### [Task requirements]
Each line of the material that mentions the word "green" is to be copied.

### [Input for this task]
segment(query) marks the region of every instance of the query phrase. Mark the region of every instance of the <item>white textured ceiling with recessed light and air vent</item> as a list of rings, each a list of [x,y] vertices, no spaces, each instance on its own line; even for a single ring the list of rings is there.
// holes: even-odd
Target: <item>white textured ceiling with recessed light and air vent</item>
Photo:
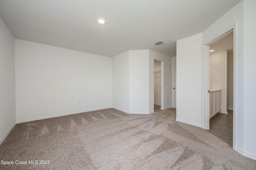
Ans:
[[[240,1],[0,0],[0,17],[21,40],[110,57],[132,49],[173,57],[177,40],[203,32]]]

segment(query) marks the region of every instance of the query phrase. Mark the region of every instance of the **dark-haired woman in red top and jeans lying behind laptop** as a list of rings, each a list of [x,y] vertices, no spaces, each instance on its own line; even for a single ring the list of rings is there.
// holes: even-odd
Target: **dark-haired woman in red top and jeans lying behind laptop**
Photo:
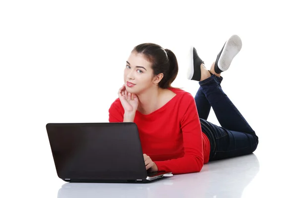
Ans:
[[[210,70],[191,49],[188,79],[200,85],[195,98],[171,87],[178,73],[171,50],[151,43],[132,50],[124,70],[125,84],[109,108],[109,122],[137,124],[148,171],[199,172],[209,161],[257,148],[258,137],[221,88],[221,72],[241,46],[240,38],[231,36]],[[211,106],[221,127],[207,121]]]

...

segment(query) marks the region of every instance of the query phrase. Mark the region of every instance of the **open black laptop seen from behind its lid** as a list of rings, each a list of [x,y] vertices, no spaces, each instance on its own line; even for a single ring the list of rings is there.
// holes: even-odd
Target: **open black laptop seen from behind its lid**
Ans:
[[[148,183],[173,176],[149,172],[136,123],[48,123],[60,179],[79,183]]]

* * *

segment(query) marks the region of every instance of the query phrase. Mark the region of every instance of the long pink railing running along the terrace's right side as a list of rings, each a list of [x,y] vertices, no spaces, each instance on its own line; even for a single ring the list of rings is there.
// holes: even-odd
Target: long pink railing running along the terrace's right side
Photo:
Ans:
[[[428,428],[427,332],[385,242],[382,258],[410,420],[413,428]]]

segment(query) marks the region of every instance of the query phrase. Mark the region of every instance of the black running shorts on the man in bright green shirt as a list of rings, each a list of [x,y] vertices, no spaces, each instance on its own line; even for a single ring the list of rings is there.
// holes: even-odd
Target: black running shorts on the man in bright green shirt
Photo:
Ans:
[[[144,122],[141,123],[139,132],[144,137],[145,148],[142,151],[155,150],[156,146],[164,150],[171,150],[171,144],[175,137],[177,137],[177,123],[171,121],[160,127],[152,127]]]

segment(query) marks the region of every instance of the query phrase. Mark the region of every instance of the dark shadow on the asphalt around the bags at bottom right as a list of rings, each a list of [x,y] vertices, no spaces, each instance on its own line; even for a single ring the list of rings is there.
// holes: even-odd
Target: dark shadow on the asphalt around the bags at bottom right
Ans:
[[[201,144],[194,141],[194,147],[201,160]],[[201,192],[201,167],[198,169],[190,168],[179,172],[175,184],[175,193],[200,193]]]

### [Response to the exercise]
segment(query) marks the region of every instance of the query phrase. Mark the region of every instance of the black running shorts on the man in bright green shirt as a list of rings, each a list of [x,y] vertices, no spaces, each instance on its own line; even for a single ring the list of rings is there.
Target: black running shorts on the man in bright green shirt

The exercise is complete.